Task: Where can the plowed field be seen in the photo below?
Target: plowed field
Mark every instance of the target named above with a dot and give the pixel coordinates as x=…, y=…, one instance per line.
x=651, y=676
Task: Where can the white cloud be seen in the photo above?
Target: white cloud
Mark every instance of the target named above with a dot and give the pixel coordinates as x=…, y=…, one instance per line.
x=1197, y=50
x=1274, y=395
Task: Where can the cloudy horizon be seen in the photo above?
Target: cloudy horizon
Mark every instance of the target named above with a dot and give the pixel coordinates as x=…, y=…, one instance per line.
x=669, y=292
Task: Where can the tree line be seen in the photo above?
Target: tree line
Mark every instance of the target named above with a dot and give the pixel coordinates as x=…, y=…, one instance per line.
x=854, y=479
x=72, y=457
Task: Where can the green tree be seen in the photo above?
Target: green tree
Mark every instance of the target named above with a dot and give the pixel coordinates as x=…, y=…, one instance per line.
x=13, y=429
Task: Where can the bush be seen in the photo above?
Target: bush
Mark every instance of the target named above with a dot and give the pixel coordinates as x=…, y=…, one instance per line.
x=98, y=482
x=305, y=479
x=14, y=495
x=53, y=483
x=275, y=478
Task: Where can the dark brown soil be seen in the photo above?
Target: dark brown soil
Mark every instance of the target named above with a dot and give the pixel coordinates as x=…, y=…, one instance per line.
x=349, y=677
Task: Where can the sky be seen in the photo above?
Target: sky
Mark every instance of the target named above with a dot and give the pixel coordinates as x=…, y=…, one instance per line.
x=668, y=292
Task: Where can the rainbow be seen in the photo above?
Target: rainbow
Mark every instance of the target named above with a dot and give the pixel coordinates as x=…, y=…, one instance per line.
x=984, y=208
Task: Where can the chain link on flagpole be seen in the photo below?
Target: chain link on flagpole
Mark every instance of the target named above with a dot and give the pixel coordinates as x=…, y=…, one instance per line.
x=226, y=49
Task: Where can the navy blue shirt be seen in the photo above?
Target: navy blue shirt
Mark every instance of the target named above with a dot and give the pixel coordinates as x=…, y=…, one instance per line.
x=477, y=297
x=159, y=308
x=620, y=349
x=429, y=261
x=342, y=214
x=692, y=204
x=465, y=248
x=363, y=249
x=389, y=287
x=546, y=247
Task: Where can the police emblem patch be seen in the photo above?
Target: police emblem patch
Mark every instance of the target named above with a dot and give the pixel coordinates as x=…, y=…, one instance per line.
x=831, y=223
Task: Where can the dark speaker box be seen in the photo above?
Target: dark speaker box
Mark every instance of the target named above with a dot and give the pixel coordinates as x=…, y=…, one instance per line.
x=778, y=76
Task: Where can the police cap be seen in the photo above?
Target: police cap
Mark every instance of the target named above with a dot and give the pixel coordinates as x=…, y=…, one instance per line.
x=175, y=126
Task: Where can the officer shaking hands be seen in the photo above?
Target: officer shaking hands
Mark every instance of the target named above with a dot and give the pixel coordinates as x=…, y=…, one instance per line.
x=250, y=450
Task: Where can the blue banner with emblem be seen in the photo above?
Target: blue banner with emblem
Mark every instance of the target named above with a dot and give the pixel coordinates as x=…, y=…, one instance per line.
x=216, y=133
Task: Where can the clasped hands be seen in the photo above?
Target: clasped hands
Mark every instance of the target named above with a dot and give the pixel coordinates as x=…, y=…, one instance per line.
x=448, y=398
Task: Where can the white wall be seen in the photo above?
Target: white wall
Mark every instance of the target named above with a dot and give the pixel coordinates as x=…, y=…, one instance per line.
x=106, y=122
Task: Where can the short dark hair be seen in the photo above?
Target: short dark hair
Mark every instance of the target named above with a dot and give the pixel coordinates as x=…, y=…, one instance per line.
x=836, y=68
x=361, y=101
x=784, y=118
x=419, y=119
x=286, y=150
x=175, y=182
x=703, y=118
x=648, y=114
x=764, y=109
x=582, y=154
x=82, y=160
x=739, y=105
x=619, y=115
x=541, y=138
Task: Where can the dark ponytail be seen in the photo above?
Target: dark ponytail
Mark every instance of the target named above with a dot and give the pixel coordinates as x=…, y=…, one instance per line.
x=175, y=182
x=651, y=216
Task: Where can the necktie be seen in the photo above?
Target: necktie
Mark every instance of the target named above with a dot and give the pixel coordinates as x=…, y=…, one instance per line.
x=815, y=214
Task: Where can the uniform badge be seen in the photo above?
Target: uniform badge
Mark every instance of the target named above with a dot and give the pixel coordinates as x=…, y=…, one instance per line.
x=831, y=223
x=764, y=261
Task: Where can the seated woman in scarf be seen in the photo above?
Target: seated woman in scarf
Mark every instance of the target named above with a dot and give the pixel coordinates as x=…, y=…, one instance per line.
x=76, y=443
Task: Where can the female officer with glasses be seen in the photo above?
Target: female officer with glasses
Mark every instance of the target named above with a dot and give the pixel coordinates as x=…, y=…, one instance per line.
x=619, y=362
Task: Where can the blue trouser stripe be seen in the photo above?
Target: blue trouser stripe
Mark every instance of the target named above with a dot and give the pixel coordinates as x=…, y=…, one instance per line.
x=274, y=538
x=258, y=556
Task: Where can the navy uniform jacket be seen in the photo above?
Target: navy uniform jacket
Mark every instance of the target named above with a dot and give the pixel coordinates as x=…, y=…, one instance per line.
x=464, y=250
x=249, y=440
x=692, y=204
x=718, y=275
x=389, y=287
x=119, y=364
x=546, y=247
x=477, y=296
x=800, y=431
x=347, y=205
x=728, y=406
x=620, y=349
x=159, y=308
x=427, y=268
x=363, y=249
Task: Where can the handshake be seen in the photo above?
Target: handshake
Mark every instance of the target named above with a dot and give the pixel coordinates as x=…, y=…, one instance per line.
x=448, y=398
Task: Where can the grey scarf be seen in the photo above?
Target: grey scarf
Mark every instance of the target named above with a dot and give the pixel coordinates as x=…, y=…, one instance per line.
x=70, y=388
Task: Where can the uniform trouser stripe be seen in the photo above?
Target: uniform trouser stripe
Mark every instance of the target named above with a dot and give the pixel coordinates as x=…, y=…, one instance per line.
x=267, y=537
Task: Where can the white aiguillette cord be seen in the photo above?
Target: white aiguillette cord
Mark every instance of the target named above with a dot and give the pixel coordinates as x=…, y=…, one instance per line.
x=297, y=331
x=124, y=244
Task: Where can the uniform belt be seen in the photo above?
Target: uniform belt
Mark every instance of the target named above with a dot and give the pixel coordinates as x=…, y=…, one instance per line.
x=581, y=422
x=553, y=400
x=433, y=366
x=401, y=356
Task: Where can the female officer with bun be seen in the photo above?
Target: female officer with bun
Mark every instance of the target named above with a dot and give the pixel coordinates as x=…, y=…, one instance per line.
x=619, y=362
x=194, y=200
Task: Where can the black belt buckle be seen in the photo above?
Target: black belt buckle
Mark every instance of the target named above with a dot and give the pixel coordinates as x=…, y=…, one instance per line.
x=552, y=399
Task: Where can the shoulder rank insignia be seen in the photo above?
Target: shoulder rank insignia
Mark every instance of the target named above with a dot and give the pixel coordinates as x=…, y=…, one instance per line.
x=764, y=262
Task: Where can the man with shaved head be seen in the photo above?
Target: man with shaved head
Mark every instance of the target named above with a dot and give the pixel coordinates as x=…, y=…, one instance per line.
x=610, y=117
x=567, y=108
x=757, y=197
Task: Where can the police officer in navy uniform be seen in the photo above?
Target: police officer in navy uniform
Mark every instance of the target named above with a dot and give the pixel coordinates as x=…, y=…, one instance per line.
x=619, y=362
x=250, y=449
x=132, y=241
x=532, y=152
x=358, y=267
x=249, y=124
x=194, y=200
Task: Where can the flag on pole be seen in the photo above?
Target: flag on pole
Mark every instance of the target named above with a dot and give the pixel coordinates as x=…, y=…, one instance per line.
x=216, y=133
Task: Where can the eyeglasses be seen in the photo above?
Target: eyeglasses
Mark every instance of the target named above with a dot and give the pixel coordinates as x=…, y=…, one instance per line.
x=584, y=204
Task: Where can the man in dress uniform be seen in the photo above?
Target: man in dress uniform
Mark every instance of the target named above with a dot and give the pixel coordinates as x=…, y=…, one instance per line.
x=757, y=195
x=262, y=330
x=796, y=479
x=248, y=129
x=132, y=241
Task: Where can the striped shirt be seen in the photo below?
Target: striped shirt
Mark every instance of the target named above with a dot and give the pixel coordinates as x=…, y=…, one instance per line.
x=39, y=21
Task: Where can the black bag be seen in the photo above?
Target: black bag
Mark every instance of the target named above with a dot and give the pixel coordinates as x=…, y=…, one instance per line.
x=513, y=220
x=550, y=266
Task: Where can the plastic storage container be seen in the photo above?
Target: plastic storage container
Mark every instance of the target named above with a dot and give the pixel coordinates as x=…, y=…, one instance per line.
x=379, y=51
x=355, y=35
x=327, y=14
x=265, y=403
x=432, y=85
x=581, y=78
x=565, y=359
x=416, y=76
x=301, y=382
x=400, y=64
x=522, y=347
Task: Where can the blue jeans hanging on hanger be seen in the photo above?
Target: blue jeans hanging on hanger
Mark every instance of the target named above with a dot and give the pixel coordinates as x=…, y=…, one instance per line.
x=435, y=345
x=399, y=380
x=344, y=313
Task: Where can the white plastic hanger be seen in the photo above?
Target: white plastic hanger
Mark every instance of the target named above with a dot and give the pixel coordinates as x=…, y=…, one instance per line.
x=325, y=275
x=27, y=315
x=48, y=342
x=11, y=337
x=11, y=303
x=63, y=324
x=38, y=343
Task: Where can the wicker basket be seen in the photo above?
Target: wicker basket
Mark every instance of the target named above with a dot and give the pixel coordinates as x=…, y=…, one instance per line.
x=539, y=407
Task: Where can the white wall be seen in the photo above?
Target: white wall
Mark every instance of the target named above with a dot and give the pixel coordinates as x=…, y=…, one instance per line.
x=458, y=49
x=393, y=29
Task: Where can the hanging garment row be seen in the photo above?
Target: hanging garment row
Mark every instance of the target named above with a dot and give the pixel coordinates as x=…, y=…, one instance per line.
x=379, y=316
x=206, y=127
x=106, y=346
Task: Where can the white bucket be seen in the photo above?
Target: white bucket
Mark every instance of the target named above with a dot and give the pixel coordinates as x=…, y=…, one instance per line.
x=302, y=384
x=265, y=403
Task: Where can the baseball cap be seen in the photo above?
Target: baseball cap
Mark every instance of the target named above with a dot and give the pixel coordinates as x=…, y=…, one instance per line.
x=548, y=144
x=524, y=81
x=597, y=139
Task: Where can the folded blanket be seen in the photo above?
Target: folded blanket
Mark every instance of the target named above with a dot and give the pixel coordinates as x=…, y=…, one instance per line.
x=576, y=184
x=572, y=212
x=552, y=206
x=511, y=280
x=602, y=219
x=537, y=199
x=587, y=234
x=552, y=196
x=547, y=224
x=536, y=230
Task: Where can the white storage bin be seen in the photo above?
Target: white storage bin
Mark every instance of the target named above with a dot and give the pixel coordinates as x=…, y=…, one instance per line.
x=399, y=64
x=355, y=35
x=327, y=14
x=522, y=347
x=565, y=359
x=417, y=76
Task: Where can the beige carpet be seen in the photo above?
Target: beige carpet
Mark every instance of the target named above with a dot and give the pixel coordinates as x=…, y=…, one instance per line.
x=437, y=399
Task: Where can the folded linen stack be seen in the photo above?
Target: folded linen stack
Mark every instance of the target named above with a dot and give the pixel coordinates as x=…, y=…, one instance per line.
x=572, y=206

= = =

→ **Stated problem**
Reproduce the data from the line with "Task: Where can the bush" up to and including the line with "x=984, y=208", with the request lines left unchanged. Scale every x and y coordinate in the answers by 2.55 and round each result to a whole number, rounding halves up.

→ **Final result**
Task: Where can the bush be seen in the photo above?
Target: bush
Mark every instance of the target named above with a dot and give the pixel coordinates as x=…, y=…, one instance per line.
x=250, y=1229
x=778, y=1221
x=36, y=1262
x=135, y=1232
x=701, y=1219
Task: Where can the dark brown soil be seen in the photo above?
Target: dark brown soil
Mark every instance of the target named above with a dot and give the pixel coordinates as x=…, y=…, one instance per line.
x=890, y=1726
Task: Where can the sky be seen in the photo above?
Target: sky
Mark every instance of the target named above with a dot and give the pixel coordinates as x=…, y=…, one instance per line.
x=1703, y=745
Task: Where can the rainbow be seen in the photo above?
Target: rainbow
Mark every instance of the target named above with a dot and give the pixel coordinates as x=…, y=…, one instance per line.
x=2509, y=530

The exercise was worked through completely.